----- ENTRIES SHOWN

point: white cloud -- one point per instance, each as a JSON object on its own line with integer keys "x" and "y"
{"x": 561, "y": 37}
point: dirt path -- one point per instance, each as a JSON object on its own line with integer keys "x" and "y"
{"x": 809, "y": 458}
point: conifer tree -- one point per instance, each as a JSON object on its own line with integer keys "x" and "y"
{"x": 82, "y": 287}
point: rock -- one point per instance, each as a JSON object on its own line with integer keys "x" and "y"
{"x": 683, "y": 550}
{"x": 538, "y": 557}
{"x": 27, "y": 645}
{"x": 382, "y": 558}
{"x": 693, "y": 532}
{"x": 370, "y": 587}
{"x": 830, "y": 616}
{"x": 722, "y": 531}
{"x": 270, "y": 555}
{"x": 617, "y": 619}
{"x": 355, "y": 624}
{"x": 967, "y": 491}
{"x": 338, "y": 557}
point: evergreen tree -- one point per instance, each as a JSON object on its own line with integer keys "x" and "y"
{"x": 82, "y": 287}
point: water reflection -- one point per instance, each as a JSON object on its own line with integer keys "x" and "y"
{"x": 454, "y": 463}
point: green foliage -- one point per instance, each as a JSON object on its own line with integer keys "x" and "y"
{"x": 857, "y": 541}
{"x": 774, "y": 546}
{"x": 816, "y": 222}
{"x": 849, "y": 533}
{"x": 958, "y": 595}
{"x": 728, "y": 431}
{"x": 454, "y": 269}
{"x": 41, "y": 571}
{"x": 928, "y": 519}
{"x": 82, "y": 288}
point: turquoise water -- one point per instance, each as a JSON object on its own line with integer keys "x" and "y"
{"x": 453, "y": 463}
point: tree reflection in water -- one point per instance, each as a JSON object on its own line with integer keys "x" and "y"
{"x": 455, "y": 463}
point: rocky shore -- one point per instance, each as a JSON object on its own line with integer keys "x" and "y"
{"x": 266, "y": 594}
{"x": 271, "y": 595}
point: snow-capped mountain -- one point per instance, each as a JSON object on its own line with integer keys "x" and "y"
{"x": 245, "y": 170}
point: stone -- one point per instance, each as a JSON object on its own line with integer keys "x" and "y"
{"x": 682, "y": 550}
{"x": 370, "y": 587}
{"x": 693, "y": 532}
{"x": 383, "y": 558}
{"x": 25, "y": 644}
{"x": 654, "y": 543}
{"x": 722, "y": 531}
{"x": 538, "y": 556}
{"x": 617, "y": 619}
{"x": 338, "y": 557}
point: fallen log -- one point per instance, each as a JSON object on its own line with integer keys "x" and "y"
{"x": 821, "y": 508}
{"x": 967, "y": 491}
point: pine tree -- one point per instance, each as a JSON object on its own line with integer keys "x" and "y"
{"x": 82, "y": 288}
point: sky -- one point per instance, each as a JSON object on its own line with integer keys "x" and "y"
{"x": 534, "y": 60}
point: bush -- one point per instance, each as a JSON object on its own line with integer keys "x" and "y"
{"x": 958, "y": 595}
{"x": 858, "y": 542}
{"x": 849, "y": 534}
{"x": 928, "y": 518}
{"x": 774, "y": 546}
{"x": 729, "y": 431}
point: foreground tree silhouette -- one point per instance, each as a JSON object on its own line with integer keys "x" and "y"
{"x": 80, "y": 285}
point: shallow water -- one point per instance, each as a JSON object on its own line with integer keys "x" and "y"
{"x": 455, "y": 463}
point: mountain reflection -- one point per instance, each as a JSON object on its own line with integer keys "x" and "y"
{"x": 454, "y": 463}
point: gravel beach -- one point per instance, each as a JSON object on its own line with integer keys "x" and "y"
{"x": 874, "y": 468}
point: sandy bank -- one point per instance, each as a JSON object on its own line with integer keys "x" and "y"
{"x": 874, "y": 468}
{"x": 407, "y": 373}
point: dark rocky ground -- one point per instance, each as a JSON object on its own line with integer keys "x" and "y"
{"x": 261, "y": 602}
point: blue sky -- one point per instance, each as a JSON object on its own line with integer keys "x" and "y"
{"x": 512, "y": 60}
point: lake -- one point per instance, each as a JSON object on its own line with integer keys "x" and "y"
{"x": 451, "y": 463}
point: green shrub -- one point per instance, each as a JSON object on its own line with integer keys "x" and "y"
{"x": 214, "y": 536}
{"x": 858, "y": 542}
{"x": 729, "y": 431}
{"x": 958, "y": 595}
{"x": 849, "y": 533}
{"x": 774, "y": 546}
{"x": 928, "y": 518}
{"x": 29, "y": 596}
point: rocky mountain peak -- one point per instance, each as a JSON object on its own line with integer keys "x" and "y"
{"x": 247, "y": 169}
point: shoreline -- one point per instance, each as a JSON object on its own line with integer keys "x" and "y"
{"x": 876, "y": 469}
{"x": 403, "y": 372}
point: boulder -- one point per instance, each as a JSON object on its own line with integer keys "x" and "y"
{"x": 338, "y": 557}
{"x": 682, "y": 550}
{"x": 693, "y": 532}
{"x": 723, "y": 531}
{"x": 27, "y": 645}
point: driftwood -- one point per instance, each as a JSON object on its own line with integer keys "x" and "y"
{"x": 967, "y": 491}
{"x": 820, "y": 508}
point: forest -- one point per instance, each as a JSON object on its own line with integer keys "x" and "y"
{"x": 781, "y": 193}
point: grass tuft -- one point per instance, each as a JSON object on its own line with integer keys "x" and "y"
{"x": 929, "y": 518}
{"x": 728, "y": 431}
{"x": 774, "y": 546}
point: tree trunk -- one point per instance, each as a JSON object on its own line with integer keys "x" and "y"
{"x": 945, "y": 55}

----------

● **WORK TASK**
All of the records above need to be printed again exactly as they appear.

● **WRITTEN ANSWER**
point: white cloud -- one point per instance, each as a JSON object on its own line with integer keys "x" and "y"
{"x": 561, "y": 37}
point: dirt path -- one point per instance, each as a JSON object on its own line with integer keys "x" and "y"
{"x": 809, "y": 458}
point: conifer tree -- one point per instance, each as a JSON object on its own line with integer keys "x" and "y"
{"x": 82, "y": 287}
point: rock -- one point per instance, each as a JSON object on its own line with integer keys "x" and "y"
{"x": 683, "y": 550}
{"x": 538, "y": 557}
{"x": 27, "y": 645}
{"x": 382, "y": 558}
{"x": 693, "y": 532}
{"x": 370, "y": 587}
{"x": 830, "y": 616}
{"x": 722, "y": 531}
{"x": 270, "y": 555}
{"x": 617, "y": 619}
{"x": 355, "y": 624}
{"x": 967, "y": 491}
{"x": 338, "y": 557}
point: evergreen tree -- one point per instance, each as a JSON object on its own line with integer keys "x" and "y"
{"x": 82, "y": 287}
point: water reflection -- one point per instance, each as a JSON object on its own line with integer keys "x" and "y"
{"x": 454, "y": 463}
point: green foliage -- one point per instance, each as a JSON object on its own line with integer keys "x" and "y"
{"x": 857, "y": 541}
{"x": 774, "y": 546}
{"x": 816, "y": 222}
{"x": 849, "y": 533}
{"x": 958, "y": 595}
{"x": 728, "y": 431}
{"x": 454, "y": 269}
{"x": 41, "y": 571}
{"x": 928, "y": 519}
{"x": 82, "y": 288}
point: turquoise water -- one point per instance, each as a JSON object on its own line with integer keys "x" and "y"
{"x": 453, "y": 463}
point: tree reflection in water -- one point per instance, each as a JSON object on its own line with integer keys "x" and "y"
{"x": 455, "y": 463}
point: rocky shore -- one point per instance, each as a JSON object on its own line with integer keys "x" and "y"
{"x": 266, "y": 594}
{"x": 271, "y": 595}
point: snow-capped mountain -- one point per instance, each as a JSON object on its own line with integer keys "x" and "y"
{"x": 245, "y": 170}
point: stone -- one point per instance, each as a JSON object on its own line with integer keys "x" and "y"
{"x": 682, "y": 550}
{"x": 370, "y": 587}
{"x": 693, "y": 532}
{"x": 383, "y": 558}
{"x": 25, "y": 644}
{"x": 654, "y": 543}
{"x": 722, "y": 531}
{"x": 538, "y": 556}
{"x": 617, "y": 619}
{"x": 338, "y": 557}
point: fallen log -- one point per instance, each as a JSON object on its own line with integer keys "x" and "y"
{"x": 821, "y": 508}
{"x": 967, "y": 491}
point: pine tree -- one point per instance, each as a JSON object on its own line with integer keys "x" and "y"
{"x": 82, "y": 288}
point: sky -- one point per instance, each as a JSON object on its own line with integer keys "x" and "y"
{"x": 534, "y": 60}
point: bush -- one point per instance, each as a JSON object on its own line with integer keys "x" and "y"
{"x": 958, "y": 595}
{"x": 858, "y": 542}
{"x": 849, "y": 534}
{"x": 928, "y": 518}
{"x": 774, "y": 546}
{"x": 729, "y": 431}
point: foreground tree silhouette -- one point per instance, each as a JSON object on its own line with integer keys "x" and "y"
{"x": 80, "y": 285}
point: shallow water -- one point per instance, each as a JSON object on its own line with integer keys "x" and "y"
{"x": 455, "y": 463}
point: mountain reflection -- one point per instance, each as a JSON object on its own line with integer keys "x" and "y"
{"x": 454, "y": 463}
point: gravel beach -- one point per instance, each as a JSON object on its own line with integer keys "x" and "y"
{"x": 874, "y": 468}
point: sandy bank -- one point per instance, each as a JSON object on its own line with integer keys "x" and "y"
{"x": 874, "y": 468}
{"x": 407, "y": 373}
point: dark rocky ground -- one point per instance, each as a JSON object on its own line with integer keys "x" and "y"
{"x": 261, "y": 602}
point: blue sky -- one point per instance, each as a JSON object on its own line with integer keys "x" and "y"
{"x": 512, "y": 60}
point: lake -- one point per instance, each as a JSON object on its own line with integer keys "x" and "y"
{"x": 451, "y": 463}
point: green shrub -- one point per instance, each as a JSON object on its own line with integer keys "x" and "y"
{"x": 214, "y": 536}
{"x": 858, "y": 542}
{"x": 729, "y": 431}
{"x": 958, "y": 595}
{"x": 849, "y": 533}
{"x": 774, "y": 546}
{"x": 928, "y": 518}
{"x": 29, "y": 596}
point: rocky mountain peak -- one point per instance, each as a JSON object on its own line with integer keys "x" and "y"
{"x": 247, "y": 169}
point: shoreline -- one point per instance, each as a JSON object on its own line with integer keys "x" and "y"
{"x": 876, "y": 469}
{"x": 403, "y": 372}
point: boulder -- one point per instance, each as a JSON object on its own line with integer keys "x" and "y"
{"x": 338, "y": 557}
{"x": 682, "y": 550}
{"x": 693, "y": 532}
{"x": 723, "y": 531}
{"x": 27, "y": 645}
point: driftwood -- one point per instance, each as a JSON object on its own line with integer keys "x" and "y"
{"x": 967, "y": 491}
{"x": 820, "y": 508}
point: forest -- one point per instance, each as a JSON object on its own line with integer keys "x" and "y"
{"x": 781, "y": 193}
point: grass tuft -- one point per instance, each as a JSON object on its own line with integer keys "x" and "y"
{"x": 929, "y": 518}
{"x": 728, "y": 431}
{"x": 774, "y": 546}
point: tree trunk -- one point per instance, each as a JSON object on its own line with integer keys "x" and "y"
{"x": 945, "y": 55}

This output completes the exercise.